Task data START

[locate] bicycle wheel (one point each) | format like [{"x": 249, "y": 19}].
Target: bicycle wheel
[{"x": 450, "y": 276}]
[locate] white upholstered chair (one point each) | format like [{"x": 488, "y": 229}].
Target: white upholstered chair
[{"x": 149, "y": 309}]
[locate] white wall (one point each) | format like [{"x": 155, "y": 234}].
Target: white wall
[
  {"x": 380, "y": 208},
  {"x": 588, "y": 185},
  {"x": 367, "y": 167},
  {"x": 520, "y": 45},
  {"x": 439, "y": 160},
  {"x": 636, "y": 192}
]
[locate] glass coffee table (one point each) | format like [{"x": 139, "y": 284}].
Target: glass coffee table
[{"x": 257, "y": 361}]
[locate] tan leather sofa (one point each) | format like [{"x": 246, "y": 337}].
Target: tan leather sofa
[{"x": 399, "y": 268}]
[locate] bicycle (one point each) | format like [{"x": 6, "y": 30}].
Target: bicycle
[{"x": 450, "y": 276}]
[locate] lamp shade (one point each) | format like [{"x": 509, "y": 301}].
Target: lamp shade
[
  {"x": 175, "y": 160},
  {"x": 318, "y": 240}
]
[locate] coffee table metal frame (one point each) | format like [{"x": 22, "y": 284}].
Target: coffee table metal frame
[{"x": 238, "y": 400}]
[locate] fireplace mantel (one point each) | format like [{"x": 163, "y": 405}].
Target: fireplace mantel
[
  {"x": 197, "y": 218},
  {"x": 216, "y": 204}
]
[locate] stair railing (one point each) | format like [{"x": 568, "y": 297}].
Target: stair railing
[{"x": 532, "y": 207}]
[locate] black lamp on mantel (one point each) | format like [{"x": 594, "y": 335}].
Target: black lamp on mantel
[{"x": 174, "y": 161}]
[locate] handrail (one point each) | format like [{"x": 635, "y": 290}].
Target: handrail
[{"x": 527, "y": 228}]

Task data END
Task data START

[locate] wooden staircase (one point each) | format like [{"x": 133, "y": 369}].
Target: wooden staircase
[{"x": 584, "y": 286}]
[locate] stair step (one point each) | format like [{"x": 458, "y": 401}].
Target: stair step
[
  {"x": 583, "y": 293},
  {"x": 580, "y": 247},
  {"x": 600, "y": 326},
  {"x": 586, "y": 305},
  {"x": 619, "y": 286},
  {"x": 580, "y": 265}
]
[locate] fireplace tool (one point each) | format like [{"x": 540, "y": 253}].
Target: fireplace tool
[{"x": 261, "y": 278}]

Task data END

Exercise brief: Copy out only the lines above from the one with "[locate] bicycle wheel" to the one with "[locate] lamp shade", inclusive, exactly as they stand.

Worked solution:
[locate] bicycle wheel (one point each) | format like [{"x": 249, "y": 19}].
Target: bicycle wheel
[{"x": 450, "y": 276}]
[locate] white upholstered chair (one point each) | format like [{"x": 488, "y": 229}].
Target: white upholstered chair
[{"x": 149, "y": 309}]
[locate] white wall (one point each) | format like [{"x": 155, "y": 234}].
Target: white wall
[
  {"x": 380, "y": 208},
  {"x": 588, "y": 185},
  {"x": 367, "y": 167},
  {"x": 520, "y": 45},
  {"x": 439, "y": 160},
  {"x": 636, "y": 192}
]
[locate] glass coffee table (one point each) | format like [{"x": 139, "y": 284}].
Target: glass coffee table
[{"x": 257, "y": 361}]
[locate] tan leather sofa (one point each) | format like [{"x": 246, "y": 337}].
Target: tan leather sofa
[{"x": 399, "y": 268}]
[locate] bicycle (one point each) | format like [{"x": 6, "y": 30}].
Target: bicycle
[{"x": 450, "y": 276}]
[locate] lamp shade (one point each) | format like [{"x": 509, "y": 301}].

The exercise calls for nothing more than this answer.